* Requirement:
Work out how many lines in the items below contain the word "gets", and give only that number.

* Outline annotation items:
◆ ◆ ◆

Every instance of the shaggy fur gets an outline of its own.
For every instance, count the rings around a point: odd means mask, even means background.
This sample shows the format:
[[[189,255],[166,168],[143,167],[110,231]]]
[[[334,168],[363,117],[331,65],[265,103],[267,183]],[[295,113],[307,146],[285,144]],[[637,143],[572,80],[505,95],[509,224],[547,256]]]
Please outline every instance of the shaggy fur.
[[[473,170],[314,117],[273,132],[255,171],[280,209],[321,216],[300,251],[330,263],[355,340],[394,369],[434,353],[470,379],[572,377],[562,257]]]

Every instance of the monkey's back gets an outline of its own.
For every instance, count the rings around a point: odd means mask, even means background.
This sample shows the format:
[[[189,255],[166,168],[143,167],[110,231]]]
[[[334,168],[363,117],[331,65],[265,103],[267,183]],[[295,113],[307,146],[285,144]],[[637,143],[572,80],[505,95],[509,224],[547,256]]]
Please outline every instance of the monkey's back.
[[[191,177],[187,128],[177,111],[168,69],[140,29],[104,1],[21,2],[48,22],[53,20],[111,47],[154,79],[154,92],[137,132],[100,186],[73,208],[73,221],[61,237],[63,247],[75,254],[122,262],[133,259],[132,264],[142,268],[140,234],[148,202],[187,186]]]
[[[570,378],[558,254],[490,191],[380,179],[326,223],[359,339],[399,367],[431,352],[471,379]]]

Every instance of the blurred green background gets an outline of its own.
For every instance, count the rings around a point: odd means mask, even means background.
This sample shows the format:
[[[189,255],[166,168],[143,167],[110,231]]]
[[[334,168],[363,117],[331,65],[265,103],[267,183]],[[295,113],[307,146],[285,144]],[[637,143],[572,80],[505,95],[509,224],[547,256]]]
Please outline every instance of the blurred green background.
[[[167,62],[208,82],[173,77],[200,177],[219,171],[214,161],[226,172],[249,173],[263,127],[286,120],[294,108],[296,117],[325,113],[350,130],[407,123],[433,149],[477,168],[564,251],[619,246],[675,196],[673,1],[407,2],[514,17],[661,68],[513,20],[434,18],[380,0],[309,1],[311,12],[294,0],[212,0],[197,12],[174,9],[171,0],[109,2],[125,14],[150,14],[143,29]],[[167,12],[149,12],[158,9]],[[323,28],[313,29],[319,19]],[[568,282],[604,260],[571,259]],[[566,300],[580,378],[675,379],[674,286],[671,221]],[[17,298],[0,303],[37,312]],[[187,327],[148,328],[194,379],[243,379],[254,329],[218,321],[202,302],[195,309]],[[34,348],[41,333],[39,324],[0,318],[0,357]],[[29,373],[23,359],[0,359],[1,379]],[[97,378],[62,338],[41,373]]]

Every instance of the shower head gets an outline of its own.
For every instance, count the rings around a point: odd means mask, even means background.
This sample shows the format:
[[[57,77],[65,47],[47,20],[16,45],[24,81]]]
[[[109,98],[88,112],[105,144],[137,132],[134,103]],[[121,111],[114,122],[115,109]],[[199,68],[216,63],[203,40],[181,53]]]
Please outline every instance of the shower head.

◆ ◆ ◆

* Response:
4